What is being asked:
Every entry, exactly as given, must be retyped.

BEGIN

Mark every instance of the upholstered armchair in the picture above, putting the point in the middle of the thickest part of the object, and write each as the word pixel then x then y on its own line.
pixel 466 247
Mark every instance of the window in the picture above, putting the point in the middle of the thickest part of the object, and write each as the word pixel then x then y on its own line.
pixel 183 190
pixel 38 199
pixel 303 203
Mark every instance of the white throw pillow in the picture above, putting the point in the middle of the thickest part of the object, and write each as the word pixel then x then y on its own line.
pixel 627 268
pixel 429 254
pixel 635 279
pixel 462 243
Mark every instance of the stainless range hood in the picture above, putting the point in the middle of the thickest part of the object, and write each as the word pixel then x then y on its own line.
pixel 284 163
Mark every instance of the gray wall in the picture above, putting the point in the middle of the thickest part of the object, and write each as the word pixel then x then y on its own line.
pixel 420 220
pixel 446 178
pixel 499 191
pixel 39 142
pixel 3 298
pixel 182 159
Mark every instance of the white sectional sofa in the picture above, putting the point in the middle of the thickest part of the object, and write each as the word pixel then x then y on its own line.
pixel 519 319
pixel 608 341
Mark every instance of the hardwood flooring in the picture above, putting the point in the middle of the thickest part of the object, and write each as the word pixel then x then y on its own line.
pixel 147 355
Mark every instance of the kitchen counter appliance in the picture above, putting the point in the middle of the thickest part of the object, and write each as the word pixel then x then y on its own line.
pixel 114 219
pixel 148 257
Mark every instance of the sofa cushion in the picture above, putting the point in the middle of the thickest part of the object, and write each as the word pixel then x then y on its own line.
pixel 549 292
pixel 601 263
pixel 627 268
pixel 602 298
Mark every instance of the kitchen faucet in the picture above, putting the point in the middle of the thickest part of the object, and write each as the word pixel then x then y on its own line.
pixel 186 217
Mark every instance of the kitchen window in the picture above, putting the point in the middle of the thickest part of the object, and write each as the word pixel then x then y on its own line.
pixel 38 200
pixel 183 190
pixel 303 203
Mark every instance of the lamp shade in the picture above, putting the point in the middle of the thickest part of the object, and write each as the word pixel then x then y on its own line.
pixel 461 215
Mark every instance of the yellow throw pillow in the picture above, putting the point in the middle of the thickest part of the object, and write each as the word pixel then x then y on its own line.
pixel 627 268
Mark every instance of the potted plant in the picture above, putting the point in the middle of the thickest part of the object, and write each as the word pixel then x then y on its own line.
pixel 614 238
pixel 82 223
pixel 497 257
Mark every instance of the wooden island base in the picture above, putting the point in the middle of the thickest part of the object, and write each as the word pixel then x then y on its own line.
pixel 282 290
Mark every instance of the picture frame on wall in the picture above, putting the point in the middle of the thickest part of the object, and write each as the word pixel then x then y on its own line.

END

Exercise answer:
Mark every instance of the upholstered armchair in the picture above, putting the point in the middle of the thickest part of the object, and write each as the word pixel then x then y on its own line.
pixel 466 247
Mark every instance of the window in the picture above, putting the point in the middle of the thickest part of the object, and write each as the word pixel then x then y on its own line.
pixel 183 190
pixel 38 199
pixel 303 203
Mark every instance of the white throw pillow in the picture above, putting the point in the middle of the thickest part of the object, and write each as the word pixel then x then y on its own line.
pixel 627 268
pixel 429 254
pixel 635 279
pixel 462 243
Mark every instance of the stainless range hood in the picture above, putting the point in the middle of the thickest part of the object, and write each as the word pixel then x then y on its own line.
pixel 284 163
Mark every instance of the gray wall in the picture above, putting the point in the middle of the thickest part of the object, and write each as the word pixel then x then y on its own line.
pixel 420 220
pixel 446 178
pixel 499 191
pixel 39 142
pixel 3 298
pixel 182 159
Mark every instance of the white sectional sofa in the picture above, putting the point in the middle of the thickest part of the object, and write each as the word pixel then x then y on its own line.
pixel 519 319
pixel 608 341
Mark every instance of the hardwood flooring in the picture above, putting the point in the middle of the thickest part of the object, and write each as the word pixel then x then y on its own line.
pixel 147 355
Mark every instance of the kitchen counter appliance in the picture above, putting the point in the middle of the thickest part of the object, and write each as the word pixel then x then y on its own line.
pixel 114 219
pixel 148 257
Mark every instance of the sofa cushion in the picture above, putting the point in the middle of the thickest part of the object, and write each as the word pixel then x then y on its own line.
pixel 549 292
pixel 601 263
pixel 627 268
pixel 602 298
Mark every instance of the kitchen faucet in the picture above, putting the point in the middle of the thickest part of the object, and write each as the word pixel then x then y on its own line.
pixel 186 217
Mark every instance of the kitchen window in the picture above, putting the point in the middle of the thickest part of the object, and write each as the word pixel then x then y on its own line.
pixel 38 200
pixel 183 190
pixel 303 203
Mark every instance of the lamp shade in the picture above, putting the point in the middle of the thickest part of the object, and write each as the word pixel then x then y on its own line.
pixel 461 215
Mark every instance of the yellow throw pillow in the picture above, putting the point in the middle of the thickest part of the object, and write each as the word pixel then x then y on its own line.
pixel 627 268
Mark every instance of the potted plant in the picture above, putting the point in the middle of the thickest part of the object, and write each as the word pixel then x then y on its own line.
pixel 614 238
pixel 82 223
pixel 497 257
Mark every instance of the wooden island base in the picture above, putting the point in the middle of the thickest part of the object, and write each as the word pixel then x then y on its own line.
pixel 282 290
Mark every instance of the picture frame on wall in the picture above, putting the point in the middle of the thickest part of the object, and write each as the word pixel then x then y on its own line.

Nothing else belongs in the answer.